**What this task involves:** Each line of the data that mentions the string "tower" needs to be identified and copied.

[Data items]

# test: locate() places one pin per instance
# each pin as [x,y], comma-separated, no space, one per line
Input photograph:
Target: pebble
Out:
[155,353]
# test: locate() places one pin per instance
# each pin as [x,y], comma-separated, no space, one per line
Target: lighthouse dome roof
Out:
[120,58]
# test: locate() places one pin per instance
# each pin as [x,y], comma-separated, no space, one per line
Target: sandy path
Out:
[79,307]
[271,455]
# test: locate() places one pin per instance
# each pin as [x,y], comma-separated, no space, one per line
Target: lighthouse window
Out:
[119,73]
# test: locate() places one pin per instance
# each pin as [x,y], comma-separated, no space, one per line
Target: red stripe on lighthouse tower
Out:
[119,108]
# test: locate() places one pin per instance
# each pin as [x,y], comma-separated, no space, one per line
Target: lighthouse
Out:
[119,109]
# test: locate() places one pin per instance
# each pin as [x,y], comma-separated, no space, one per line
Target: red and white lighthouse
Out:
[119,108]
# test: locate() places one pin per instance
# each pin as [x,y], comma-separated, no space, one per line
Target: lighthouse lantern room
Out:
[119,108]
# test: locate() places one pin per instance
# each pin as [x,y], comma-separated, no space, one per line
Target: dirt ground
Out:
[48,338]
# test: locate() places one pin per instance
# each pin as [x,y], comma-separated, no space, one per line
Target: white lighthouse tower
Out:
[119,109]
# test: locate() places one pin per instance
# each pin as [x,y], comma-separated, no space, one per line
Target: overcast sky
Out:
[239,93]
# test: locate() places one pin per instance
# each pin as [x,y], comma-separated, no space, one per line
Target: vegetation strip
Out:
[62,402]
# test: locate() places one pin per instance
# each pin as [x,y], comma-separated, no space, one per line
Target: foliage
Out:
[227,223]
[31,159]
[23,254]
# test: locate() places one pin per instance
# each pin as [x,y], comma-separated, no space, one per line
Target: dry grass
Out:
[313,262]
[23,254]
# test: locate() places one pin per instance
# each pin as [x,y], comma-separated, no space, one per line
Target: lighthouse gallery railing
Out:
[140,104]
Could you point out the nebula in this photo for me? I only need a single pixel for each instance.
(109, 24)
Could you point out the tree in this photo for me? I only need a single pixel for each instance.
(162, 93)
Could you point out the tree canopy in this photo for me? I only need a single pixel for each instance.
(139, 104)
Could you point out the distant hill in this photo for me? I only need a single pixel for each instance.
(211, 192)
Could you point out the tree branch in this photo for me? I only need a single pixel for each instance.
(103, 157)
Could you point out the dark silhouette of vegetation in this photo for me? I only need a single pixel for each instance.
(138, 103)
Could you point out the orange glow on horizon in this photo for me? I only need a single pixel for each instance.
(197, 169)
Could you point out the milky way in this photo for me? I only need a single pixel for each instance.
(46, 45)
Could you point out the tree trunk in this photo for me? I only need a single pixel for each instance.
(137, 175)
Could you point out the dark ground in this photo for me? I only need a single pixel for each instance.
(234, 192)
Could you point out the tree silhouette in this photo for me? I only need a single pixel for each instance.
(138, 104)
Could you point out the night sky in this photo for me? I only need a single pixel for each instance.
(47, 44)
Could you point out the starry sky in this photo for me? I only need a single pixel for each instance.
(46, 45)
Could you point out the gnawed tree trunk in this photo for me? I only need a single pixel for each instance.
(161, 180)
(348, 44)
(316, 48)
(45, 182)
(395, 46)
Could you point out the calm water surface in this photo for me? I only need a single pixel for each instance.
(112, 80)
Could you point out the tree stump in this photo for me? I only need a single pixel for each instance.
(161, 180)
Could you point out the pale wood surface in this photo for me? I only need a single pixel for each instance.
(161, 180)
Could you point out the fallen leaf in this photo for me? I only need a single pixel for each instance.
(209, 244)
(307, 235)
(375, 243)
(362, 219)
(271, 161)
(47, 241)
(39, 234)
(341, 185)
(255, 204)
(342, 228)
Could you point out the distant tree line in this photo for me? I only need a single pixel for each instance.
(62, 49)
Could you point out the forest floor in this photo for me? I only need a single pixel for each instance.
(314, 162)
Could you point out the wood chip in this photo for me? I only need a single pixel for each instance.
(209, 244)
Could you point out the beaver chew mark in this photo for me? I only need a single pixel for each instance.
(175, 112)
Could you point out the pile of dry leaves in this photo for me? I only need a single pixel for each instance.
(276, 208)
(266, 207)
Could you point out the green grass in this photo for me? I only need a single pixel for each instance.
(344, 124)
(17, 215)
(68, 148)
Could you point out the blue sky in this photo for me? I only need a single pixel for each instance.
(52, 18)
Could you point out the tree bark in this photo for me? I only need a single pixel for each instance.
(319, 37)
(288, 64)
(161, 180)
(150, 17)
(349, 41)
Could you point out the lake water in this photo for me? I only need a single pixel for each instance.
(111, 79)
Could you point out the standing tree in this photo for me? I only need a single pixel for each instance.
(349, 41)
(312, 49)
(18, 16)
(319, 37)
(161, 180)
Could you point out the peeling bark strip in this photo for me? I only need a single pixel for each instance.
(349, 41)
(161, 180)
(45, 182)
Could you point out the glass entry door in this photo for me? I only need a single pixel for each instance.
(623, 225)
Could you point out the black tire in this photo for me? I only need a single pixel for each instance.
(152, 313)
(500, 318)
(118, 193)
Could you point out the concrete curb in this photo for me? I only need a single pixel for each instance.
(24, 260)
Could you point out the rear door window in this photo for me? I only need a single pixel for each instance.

**Reply to the task:**
Target: red stripe on lighthouse tower
Target: white lighthouse tower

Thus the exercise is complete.